(READING TEXT Opens)
A growing number of people are reporting skin reactions to substances. Currently, around 15-20% of the population suffers from a contact allergy, and the number of people reporting some form of skin reaction to chemical contact is increasing.
Chemical products, including personal care products and cosmetics, agrochemicals, and many others, have relied on animal testing to predict the likelihood of human reaction or sensitivity to the product. Animal testing involves exposing them to chemicals and testing for reactivity. Skin sensitisation testing is a critical factor in determining the toxicology risk of chemicals.
A kinder way to test
However, the ban on animal testing for cosmetics has led to a ban on using live animals for testing in many cases, and non-animal-based testing methods have taken over. Gentronix, experts in predictive toxicology screening, are one such company offering in vitro skin toxicology assays to assess the dermal toxicology, corrosion, irritation and skin sensitisation potential of a substance. The assays available provide an alternative by testing components of the complex interactions between the immune system and the sensitising chemical. Below, we describe the tests such experts use and what they can achieve.
OECD proficient in vitro testing for skin sensitisation and dermal toxicity
There are various methods for testing when it comes to skin sensitisation and dermal toxicity. These include:
- OECD 431 Skin Corrosion – this test identifies the corrosive or non-corrosive potential of substances and mixtures, offering a partial sub-categorisation of corrosives with a reconstructed human epidermis.
- OECD 439 Skin Irritation – a reconstructed human epidermal test that addresses human health endpoint skin irritation through topical application of small quantities of the test substance. The non-transformed reconstructed human epidermis model provides a representative cytoarchitecture and histology platform to assess skin irritation.
- OECD 432 Phototoxicity – this test assesses whether a chemical will be photoactivated on UV exposure. Where a chemical is applied topically, understanding the risk of photoactivation is essential. Chemicals exposed to the environment and topical human tissue are likely to lead to come into contact with UV.
(READING TEXT Closes)
▸ **EXERCISE DESCRIPTION**:
Continue the article on non-animal skin toxicity testing, starting after its final sentence.
(INFORMATION Opens)
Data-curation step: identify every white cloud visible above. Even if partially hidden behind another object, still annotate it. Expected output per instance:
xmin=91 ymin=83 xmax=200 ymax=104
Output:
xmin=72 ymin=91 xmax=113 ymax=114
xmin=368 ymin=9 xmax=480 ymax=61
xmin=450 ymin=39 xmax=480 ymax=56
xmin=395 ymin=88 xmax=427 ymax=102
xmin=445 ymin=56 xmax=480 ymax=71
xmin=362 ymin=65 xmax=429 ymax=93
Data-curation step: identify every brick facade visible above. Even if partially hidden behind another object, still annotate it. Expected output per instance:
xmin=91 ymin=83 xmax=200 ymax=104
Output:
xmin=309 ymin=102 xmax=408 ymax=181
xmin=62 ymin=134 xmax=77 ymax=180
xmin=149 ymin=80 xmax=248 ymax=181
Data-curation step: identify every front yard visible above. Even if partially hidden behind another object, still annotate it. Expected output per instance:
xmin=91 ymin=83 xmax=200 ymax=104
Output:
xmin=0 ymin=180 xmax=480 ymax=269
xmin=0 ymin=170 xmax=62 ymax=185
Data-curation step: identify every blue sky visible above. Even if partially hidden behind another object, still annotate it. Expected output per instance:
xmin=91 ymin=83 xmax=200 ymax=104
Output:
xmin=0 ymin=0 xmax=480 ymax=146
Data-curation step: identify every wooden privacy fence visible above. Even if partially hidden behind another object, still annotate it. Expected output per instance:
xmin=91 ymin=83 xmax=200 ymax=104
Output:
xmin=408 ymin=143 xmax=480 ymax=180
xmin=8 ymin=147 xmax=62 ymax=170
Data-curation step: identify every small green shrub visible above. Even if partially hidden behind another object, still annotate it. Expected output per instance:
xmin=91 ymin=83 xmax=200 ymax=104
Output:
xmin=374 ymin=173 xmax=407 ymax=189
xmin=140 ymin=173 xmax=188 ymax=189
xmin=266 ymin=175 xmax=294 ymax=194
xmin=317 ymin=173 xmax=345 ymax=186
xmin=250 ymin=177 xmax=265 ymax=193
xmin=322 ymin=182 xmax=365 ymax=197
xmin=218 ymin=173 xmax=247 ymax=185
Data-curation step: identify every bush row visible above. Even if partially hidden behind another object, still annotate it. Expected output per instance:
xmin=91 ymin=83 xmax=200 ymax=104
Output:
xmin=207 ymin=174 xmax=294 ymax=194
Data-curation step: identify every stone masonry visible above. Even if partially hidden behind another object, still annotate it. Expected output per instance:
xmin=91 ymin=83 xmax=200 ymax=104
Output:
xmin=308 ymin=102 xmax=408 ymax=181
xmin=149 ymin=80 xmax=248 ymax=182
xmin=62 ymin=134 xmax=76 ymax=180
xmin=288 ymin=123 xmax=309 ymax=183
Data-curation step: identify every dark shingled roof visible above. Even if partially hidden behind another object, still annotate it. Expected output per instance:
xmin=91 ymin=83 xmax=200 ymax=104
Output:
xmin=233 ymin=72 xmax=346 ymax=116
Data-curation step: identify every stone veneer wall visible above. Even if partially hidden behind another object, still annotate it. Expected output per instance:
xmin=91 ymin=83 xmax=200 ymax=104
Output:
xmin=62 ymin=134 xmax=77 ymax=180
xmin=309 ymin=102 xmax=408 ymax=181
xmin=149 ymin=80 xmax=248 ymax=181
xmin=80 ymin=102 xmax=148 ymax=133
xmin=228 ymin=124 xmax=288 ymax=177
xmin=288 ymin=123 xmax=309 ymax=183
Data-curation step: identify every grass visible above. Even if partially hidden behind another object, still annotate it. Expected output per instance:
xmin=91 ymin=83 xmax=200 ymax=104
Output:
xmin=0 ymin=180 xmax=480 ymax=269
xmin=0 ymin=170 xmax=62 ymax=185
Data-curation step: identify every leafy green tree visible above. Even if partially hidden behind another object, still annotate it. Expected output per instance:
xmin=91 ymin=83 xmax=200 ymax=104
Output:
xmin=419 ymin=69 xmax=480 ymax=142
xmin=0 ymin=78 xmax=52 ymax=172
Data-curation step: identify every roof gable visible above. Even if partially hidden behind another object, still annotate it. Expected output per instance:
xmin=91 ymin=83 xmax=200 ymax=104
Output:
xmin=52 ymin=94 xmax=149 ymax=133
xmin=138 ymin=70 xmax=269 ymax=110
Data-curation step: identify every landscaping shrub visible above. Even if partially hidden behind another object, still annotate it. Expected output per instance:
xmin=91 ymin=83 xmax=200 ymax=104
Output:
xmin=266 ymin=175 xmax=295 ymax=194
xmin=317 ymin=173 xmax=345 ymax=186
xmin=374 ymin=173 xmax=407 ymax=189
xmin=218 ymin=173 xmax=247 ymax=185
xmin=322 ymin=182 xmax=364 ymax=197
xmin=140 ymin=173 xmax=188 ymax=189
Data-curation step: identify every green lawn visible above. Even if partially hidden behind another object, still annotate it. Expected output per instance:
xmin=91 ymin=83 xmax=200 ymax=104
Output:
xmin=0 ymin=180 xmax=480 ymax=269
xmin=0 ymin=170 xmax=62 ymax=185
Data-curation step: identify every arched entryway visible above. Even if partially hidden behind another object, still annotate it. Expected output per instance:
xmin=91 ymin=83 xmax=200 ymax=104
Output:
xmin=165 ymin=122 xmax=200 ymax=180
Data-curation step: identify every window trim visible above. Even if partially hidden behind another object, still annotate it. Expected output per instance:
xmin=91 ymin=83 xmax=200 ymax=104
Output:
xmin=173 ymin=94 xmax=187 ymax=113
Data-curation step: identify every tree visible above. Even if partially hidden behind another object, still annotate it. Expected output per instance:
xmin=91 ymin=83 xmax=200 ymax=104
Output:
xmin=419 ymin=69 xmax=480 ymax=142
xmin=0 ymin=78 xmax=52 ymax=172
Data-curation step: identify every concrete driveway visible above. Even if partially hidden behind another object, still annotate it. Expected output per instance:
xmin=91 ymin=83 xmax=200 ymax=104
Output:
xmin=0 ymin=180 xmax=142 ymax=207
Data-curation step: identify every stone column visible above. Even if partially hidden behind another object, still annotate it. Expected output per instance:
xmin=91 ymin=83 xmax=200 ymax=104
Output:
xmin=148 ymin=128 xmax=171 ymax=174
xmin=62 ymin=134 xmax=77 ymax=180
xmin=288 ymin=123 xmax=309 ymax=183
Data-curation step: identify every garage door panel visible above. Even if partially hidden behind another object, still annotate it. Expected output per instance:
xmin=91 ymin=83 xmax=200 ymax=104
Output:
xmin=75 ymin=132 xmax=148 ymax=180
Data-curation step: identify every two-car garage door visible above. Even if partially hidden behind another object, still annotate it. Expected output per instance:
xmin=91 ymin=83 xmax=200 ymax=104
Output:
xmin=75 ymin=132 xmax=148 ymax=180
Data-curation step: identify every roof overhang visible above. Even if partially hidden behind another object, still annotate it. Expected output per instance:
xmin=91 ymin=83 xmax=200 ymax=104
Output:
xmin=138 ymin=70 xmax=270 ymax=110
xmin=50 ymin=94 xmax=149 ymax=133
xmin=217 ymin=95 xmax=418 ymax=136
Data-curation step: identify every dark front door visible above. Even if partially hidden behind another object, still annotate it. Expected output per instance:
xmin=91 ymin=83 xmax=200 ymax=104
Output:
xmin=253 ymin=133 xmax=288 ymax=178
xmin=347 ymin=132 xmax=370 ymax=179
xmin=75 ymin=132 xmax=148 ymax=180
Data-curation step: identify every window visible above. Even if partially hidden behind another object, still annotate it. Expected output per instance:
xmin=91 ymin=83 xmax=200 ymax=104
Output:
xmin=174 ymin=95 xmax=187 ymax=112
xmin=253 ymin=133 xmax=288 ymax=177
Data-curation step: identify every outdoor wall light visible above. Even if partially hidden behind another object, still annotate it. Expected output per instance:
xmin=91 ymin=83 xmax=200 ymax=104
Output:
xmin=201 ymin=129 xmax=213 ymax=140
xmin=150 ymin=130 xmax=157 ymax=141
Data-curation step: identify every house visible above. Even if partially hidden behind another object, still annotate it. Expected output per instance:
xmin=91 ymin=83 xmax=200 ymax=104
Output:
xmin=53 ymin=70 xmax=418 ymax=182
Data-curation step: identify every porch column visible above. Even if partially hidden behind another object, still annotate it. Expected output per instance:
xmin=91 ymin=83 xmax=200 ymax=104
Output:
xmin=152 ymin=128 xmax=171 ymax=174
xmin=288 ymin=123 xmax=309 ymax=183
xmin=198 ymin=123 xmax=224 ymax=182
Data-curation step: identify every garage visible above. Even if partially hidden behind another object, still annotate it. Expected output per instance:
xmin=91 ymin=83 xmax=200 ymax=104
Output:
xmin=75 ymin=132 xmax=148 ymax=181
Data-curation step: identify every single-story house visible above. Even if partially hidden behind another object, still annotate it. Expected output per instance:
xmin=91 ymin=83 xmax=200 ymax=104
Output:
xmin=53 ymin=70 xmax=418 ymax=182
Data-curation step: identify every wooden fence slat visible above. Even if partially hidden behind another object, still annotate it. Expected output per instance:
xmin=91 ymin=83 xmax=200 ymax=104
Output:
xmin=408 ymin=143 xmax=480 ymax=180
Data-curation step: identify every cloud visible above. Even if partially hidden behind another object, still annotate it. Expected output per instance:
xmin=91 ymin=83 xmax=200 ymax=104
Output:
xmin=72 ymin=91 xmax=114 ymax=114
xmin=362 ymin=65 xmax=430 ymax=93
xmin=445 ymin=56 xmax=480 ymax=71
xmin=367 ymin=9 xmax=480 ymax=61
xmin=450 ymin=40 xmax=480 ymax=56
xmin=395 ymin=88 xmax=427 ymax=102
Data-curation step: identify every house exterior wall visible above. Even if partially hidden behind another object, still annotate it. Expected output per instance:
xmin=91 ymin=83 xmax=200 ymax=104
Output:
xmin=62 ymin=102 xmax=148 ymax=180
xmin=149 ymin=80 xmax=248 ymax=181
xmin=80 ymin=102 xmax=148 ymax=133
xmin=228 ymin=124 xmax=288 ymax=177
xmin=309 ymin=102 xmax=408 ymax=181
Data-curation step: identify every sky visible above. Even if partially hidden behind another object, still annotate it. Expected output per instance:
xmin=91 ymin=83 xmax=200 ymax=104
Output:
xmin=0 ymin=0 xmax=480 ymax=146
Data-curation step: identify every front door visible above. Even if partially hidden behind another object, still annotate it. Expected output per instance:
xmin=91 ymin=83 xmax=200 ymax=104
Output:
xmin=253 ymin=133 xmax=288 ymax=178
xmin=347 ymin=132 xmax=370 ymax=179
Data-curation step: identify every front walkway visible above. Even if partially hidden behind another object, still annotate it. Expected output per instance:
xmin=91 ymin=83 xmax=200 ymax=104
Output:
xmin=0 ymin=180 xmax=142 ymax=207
(INFORMATION Closes)
▸ **THE ANSWER**:
The below specifically look at skin sensitisation
- OECD 442C DPRA – a test that identifies the molecular initiating event to assess peptide reactivity via a test substance’s depletion of lysine and cysteine. This determines the first step considered a risk in skin allergenicity by detecting a substance’s covalent binding to skin proteins.
- OECD 442D KeratinoSensTM – this assay assesses the second key event to be considered in the adverse outcome pathway. Luciferase gene reporter responses are evaluated in response to activating this inflammatory pathway as a precursor to T-cell proliferation and dendritic cell activation that could indicate an allergic reaction.
- OECD 442E h-CLAT: Flow cytometry testing is used to identify the activation of dendritic cells. This assay investigates the adverse outcome pathway’s third key event of skin sensitisation. Cell surface expression markers are assessed, and positive activation of dendritic cells is a precursor for skin allergenicity with T-cell proliferation.
These offer fully validated in vitro testing methods for measuring biomarkers using human cells with small test item quantities. To provide results that, when combined with other structural alerts and read-across chemical analogues based on the weight of evidence and expert judgement, these non-animal test methods for skin sensitisation prediction can support hazard identification and discriminate between skin sensitisers and non-skin sensitisers.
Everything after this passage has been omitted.